--- SELECTED EXCERPT Enclosed Below ---
The Register MS is Apparently Trying to Cover Up Spam and LLM Slopping Activities (Staff Using LLMs to Make Articles)
First, in a nutshell below.
Months ago:
What happened? Let's examine that sole article:
As we pointed out before, it's not only sponsored spam, it's very clearly made by LLMs (to some extent):
The structure and the buzzwords are almost a "dead giveaway".
Not in Google:
Not indexed, just mentioned by accounts of this former eWEEK writer:
Look at page source:
Remember it used to appear under his profile, which is now empty. Look under the carpet?
Does the Americans-led publisher The Register MS (formerly The Register UK) have another secret? Is it trying to cover up a blunder?
Has it attempted to hide its (mis)use of LLM slop?
If so, let's consider what we observe in terms that everyone can understand, not just techies or Web geeks.
Some months ago we saw LLM slop in The Register UK.
We called them out on it.
Some months have passed.
--- End of Enclosed SELECTED EXCERPT ---
--- DATA SECTION Enclosed Below ---
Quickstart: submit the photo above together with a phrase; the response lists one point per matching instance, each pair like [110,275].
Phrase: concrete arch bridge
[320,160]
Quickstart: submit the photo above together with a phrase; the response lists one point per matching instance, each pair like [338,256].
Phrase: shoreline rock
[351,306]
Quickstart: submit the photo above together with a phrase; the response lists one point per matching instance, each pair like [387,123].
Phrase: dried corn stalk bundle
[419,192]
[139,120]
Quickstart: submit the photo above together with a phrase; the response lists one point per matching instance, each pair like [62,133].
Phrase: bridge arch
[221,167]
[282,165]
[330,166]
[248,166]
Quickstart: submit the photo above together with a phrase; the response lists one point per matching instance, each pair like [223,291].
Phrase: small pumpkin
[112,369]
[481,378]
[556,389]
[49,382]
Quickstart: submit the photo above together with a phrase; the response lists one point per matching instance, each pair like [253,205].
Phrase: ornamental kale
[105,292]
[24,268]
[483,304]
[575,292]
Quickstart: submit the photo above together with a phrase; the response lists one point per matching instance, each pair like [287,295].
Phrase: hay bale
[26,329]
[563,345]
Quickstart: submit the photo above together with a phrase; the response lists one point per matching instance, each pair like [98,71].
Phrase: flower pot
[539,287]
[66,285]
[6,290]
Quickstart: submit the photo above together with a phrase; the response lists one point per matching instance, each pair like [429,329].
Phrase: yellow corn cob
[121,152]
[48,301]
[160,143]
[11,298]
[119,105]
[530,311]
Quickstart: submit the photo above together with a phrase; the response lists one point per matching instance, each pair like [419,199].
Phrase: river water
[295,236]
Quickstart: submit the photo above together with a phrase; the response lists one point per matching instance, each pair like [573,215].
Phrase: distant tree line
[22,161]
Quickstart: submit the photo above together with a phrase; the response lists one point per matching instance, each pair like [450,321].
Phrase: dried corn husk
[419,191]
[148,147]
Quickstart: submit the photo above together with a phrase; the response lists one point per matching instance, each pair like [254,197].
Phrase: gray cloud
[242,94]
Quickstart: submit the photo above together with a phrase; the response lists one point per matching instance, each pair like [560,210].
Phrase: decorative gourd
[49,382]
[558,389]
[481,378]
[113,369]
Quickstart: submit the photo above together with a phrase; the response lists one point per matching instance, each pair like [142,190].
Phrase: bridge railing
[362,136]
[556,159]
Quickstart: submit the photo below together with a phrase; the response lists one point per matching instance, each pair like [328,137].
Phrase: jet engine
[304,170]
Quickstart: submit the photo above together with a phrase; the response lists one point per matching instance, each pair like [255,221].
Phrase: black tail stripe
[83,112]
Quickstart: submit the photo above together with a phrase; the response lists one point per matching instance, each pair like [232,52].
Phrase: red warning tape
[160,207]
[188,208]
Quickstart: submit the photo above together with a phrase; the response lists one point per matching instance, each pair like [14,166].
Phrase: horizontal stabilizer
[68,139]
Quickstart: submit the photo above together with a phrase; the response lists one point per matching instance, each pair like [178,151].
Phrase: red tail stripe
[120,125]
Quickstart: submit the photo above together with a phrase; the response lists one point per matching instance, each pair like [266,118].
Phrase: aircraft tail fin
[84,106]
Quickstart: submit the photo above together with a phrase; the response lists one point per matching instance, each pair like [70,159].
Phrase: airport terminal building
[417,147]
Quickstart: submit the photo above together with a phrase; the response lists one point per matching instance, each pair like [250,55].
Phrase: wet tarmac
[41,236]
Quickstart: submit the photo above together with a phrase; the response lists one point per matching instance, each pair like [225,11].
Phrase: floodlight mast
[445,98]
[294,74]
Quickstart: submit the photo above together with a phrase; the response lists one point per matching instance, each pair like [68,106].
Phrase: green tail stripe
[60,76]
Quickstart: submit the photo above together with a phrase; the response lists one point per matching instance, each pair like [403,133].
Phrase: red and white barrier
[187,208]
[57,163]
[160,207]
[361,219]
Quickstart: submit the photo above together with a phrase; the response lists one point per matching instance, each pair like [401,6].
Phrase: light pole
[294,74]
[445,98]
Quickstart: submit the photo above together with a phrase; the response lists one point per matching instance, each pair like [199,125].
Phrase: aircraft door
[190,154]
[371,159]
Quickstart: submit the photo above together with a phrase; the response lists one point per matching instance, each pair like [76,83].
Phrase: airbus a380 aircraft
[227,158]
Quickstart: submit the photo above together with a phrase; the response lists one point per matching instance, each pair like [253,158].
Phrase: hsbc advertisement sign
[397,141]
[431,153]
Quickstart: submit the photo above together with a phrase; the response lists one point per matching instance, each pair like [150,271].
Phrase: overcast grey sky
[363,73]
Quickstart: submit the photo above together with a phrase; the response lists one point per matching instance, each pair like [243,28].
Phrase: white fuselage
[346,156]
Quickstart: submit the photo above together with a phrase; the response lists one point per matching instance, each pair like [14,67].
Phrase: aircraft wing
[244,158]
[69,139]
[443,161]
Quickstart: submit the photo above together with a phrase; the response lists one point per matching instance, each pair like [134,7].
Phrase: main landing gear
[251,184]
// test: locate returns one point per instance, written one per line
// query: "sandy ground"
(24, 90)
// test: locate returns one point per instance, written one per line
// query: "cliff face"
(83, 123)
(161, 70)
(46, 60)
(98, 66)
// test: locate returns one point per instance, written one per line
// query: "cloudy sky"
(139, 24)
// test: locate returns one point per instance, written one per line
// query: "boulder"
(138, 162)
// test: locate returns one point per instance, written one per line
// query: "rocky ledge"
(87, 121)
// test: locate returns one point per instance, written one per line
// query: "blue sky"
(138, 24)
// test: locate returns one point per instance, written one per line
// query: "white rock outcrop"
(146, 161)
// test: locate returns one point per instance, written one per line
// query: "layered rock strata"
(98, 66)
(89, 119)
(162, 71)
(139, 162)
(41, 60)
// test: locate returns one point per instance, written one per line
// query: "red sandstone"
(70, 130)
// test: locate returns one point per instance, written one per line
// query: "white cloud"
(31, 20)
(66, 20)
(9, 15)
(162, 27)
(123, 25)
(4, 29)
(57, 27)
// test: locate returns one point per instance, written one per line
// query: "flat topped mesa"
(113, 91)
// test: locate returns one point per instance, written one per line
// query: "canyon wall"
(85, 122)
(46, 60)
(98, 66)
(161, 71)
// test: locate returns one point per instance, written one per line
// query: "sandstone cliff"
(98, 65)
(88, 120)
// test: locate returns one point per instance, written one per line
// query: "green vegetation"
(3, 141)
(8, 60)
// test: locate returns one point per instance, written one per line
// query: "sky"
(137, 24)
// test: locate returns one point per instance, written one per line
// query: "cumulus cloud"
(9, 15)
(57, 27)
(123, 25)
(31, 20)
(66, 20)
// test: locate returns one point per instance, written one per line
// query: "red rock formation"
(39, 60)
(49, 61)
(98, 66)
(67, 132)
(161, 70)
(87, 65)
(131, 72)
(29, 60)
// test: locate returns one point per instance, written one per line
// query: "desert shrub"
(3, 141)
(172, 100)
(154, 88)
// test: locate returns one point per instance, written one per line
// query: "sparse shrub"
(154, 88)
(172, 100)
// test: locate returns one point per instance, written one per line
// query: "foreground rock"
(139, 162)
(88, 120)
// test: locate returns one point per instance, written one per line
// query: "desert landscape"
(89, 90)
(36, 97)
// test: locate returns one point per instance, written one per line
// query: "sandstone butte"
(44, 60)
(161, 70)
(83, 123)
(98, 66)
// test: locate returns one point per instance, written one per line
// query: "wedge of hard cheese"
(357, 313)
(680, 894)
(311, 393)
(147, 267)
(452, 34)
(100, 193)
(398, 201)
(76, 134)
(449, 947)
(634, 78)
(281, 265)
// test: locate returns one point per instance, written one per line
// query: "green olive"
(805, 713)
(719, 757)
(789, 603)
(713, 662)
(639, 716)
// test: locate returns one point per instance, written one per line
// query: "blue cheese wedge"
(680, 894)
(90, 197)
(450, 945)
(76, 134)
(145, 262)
--- End of Enclosed DATA SECTION ---
* WHAT IS BEING ASKED:
Decide whether each statement agrees with the post about The Register, answering yes or no and quoting the deciding words: 1. The article is described as sponsored spam. 2. The publisher was once called The Register UK. 3. The writer's profile still lists the article.

* FINAL ANSWER:
1. Yes: "it's not only sponsored spam"
2. Yes: "(formerly The Register UK)"
3. No: "Remember it used to appear under his profile, which is now empty."